What the task requires = Although the records contain pictures, the copy must not; reproduce everything else in them exactly.

::: Data section

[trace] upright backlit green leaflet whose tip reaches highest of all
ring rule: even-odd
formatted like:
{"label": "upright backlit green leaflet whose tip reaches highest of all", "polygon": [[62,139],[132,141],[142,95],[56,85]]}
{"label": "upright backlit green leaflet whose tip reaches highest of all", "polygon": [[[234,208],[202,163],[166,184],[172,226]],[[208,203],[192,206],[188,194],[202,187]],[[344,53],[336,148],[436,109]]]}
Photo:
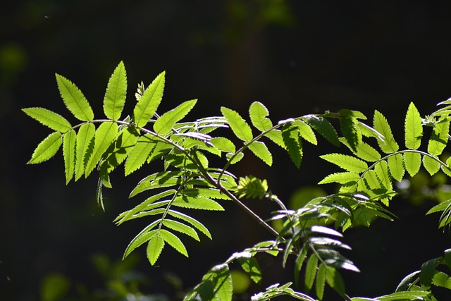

::::::

Expected output =
[trace] upright backlit green leaflet whose tip reaches highest of all
ring rule: even-odd
formatted like:
{"label": "upright backlit green leaflet whose tip reaches highest of all", "polygon": [[62,139],[132,141],[142,95],[56,85]]}
{"label": "upright backlit green leaflet whose tip reaches highest of all", "polygon": [[[234,208],[202,163],[166,184],[172,226]],[[208,203],[192,206],[188,194],[202,187]],[[344,53],[336,148],[436,109]]]}
Photo:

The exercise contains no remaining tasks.